Record excerpts:

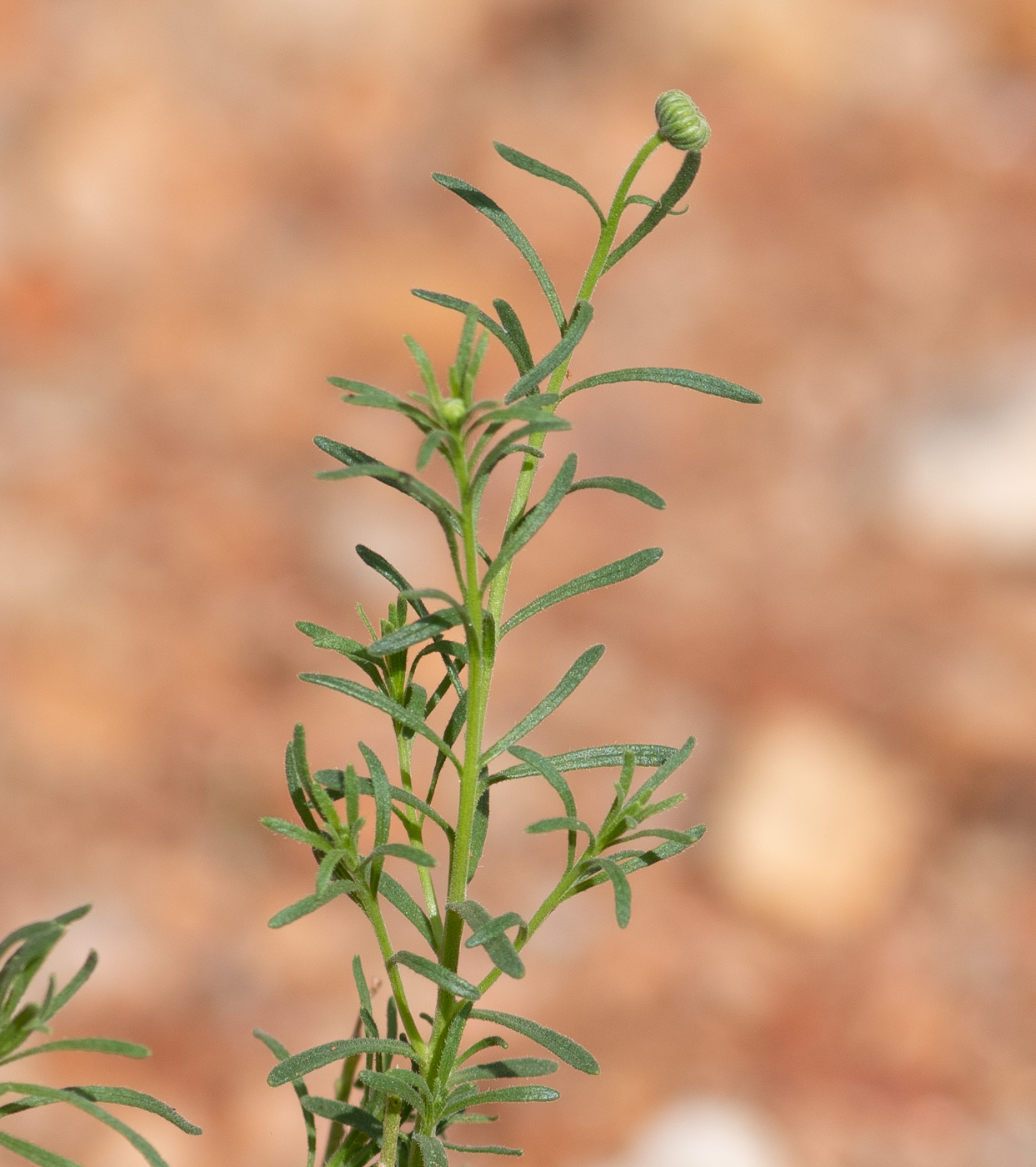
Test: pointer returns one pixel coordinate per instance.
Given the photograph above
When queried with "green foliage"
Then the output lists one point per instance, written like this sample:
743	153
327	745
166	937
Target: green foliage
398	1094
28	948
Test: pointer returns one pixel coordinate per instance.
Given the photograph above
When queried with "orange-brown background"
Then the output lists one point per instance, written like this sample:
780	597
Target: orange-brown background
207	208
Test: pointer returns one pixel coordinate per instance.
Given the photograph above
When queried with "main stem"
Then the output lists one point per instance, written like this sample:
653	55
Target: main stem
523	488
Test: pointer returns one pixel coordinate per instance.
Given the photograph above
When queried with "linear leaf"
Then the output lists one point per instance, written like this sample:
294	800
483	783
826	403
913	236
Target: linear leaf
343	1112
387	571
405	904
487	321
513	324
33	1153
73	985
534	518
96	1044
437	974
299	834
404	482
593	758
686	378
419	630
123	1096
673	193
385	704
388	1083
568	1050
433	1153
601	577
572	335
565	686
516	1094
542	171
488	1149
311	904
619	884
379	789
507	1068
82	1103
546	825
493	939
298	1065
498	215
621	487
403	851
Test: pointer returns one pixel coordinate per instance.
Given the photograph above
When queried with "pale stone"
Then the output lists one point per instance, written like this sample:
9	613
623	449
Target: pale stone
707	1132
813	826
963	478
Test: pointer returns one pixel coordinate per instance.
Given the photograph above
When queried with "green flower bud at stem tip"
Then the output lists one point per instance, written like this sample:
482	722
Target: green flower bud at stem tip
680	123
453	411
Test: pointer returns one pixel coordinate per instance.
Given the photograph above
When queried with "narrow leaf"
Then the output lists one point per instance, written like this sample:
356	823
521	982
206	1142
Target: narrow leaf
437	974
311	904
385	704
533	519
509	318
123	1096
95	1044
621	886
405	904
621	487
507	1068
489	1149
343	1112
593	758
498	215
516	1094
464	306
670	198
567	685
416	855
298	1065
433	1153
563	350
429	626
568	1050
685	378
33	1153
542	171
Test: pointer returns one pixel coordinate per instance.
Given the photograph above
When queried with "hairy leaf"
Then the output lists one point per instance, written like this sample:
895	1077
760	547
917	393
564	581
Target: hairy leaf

Stated problem: Print each record exactly as it stands, leaving the images out.

Expected answer:
Test: pointer returns one pixel coordinate per instance.
Given the photograph above
When queried with "green foliage"
Then the output lists one point per instance, written like this sample:
743	153
327	745
166	937
Target: green foliage
398	1094
28	948
Test: pointer returns one pixel coordinate per instance.
Given the photograph above
When queried with "orange-brown background"
Then the output lists one point per instance, written like this sample:
780	597
Target: orange-brown background
207	208
Test: pointer returns one pixel coordinate per instance.
Given the photograph above
When queried with "main stem"
Then the output lists one point per instance, written like this sample:
653	55
Target: main stem
523	488
Test: pointer returns one pixel coordinate per instance.
Given the photograph above
When queried with "linear leaf"
Then the output lists one point per instance, written like this sample:
294	800
483	783
826	403
913	236
Target: linear leaf
343	1112
387	571
405	904
487	321
513	324
33	1153
73	985
534	518
96	1044
437	974
299	834
404	482
593	758
686	378
419	630
123	1096
673	193
385	704
388	1083
568	1050
433	1153
601	577
572	335
565	686
516	1094
542	171
488	1149
311	904
619	884
379	789
507	1068
82	1103
546	825
493	939
298	1065
498	215
621	487
403	851
Test: pointer returns one pixel coordinate per instance.
Given the photograph above
When queried with "pale stone"
Then the output lists one point per instance, written like this sample:
9	613
623	449
Target: pale stone
707	1132
813	826
963	478
Test: pointer returns one pixel coordinate per instance.
Given the photograph above
When queried with "green flower bud at stem tip"
Then the output lists one point per instance, written like this sample:
482	722
Target: green flower bud at stem tip
680	123
453	411
Test: pointer returns one pixel coordinate per instance.
Given the photograph above
When queried with "narrow leaf"
Then the output lists one point per instance, written like this sample:
356	823
521	982
206	1142
Target: narrow leaf
437	974
311	904
385	704
533	519
509	318
123	1096
95	1044
621	886
405	904
621	487
507	1068
489	1149
343	1112
593	758
498	215
516	1094
464	306
670	198
567	685
416	855
298	1065
433	1153
563	350
429	626
568	1050
685	378
33	1153
542	171
Test: pointer returns one pixel coordinate per instance.
Given the photograph above
When queried with "hairy leaf"
Then the output lists one point per instance, written like this sample:
895	1077
760	547
917	393
564	581
Target: hairy leaf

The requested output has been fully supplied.